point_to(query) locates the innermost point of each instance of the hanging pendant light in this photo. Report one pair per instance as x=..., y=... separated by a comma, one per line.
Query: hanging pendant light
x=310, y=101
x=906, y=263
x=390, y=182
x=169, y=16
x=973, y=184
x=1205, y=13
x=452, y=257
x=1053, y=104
::::
# [Objective]
Extract every line of the records above and reproduce each one verbatim, in its original order.

# [Final answer]
point_to(query) locates the innermost point of each instance of the hanging pendant light in this photo. Report one pair per instance as x=..., y=... separated by a comma, one per line.
Query: hanging pendant light
x=310, y=101
x=906, y=263
x=390, y=182
x=169, y=16
x=973, y=184
x=1205, y=13
x=452, y=257
x=1053, y=104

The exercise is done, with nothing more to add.